(Dataset items)

• • •

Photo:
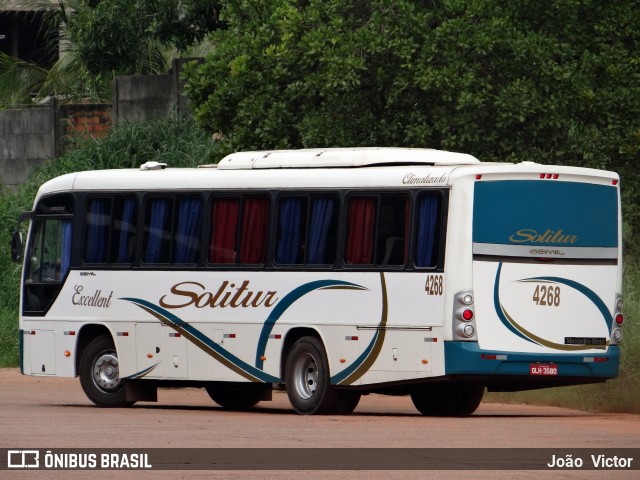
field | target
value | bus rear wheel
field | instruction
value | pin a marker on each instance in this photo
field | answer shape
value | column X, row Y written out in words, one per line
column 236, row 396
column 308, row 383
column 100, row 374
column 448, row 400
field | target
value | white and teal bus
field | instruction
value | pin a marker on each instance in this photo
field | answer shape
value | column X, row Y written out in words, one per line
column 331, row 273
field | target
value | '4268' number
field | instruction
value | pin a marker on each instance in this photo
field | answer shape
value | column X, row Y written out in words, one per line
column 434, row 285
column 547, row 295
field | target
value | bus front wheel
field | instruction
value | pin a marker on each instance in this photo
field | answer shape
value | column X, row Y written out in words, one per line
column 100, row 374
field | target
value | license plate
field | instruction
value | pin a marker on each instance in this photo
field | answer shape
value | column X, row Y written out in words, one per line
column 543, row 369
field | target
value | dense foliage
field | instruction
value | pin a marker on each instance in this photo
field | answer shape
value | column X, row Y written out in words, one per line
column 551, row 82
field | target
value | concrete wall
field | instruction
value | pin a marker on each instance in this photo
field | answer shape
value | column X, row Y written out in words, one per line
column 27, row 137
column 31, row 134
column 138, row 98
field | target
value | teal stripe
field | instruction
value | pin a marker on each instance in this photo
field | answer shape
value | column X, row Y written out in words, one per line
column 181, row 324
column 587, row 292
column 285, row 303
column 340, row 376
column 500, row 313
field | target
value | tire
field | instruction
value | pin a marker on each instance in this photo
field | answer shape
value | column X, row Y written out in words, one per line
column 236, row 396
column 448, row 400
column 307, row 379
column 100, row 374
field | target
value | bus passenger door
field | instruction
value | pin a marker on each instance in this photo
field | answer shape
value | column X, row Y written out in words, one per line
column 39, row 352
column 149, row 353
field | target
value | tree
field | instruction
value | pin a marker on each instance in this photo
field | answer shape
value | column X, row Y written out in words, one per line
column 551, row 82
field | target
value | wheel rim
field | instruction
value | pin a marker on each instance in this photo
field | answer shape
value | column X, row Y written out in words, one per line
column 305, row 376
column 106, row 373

• • •

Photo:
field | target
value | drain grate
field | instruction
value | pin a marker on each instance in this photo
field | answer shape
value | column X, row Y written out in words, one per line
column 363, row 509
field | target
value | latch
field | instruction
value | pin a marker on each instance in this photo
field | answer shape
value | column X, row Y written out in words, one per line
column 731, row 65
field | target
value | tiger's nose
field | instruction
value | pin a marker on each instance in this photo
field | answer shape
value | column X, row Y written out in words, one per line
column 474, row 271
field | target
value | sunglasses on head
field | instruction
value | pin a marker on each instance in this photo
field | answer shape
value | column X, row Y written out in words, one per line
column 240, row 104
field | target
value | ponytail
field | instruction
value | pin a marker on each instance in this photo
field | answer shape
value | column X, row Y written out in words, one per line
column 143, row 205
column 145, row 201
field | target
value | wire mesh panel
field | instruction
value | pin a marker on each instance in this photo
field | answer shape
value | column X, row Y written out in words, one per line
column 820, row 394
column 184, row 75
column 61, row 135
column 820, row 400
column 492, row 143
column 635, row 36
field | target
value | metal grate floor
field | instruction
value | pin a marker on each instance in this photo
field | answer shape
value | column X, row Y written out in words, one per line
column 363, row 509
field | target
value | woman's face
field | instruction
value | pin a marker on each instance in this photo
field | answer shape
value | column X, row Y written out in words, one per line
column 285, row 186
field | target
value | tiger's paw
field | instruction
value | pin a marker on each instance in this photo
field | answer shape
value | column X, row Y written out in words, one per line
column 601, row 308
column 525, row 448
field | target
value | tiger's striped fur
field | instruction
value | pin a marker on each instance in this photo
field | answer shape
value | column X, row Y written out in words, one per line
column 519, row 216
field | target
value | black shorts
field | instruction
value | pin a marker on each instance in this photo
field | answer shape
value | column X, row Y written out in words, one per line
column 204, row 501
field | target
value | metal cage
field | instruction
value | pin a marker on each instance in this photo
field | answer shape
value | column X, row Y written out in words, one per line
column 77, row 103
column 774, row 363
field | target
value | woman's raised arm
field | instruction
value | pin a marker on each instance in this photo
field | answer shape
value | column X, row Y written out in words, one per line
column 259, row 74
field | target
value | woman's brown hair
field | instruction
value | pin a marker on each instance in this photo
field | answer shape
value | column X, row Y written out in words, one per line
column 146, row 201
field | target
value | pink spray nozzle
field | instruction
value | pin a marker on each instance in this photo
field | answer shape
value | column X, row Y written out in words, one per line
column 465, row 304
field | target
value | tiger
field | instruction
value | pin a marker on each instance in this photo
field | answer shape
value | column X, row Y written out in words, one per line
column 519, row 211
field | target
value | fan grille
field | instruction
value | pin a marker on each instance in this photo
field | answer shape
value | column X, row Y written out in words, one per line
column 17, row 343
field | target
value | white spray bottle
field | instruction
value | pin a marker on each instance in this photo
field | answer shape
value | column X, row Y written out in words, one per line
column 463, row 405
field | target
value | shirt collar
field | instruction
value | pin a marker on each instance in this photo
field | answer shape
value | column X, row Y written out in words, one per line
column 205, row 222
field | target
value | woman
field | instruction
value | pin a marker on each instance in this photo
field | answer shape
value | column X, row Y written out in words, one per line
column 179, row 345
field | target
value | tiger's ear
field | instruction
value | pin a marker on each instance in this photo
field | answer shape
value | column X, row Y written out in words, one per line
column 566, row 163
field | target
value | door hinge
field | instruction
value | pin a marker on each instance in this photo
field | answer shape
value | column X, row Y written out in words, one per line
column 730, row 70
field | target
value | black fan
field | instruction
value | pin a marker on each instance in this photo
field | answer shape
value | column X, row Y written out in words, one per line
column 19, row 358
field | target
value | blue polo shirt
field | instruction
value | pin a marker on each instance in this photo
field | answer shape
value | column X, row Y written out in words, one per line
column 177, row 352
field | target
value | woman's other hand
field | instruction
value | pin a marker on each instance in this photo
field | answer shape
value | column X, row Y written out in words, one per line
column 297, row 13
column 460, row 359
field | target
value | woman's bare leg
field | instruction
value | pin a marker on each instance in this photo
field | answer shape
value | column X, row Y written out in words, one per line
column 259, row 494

• • •

# WORK REQUIRED:
Show every line of the entries above that contains the word "door", copying each line in full. Case counts.

# EXPECTED OUTPUT:
value | bus passenger door
value | door hinge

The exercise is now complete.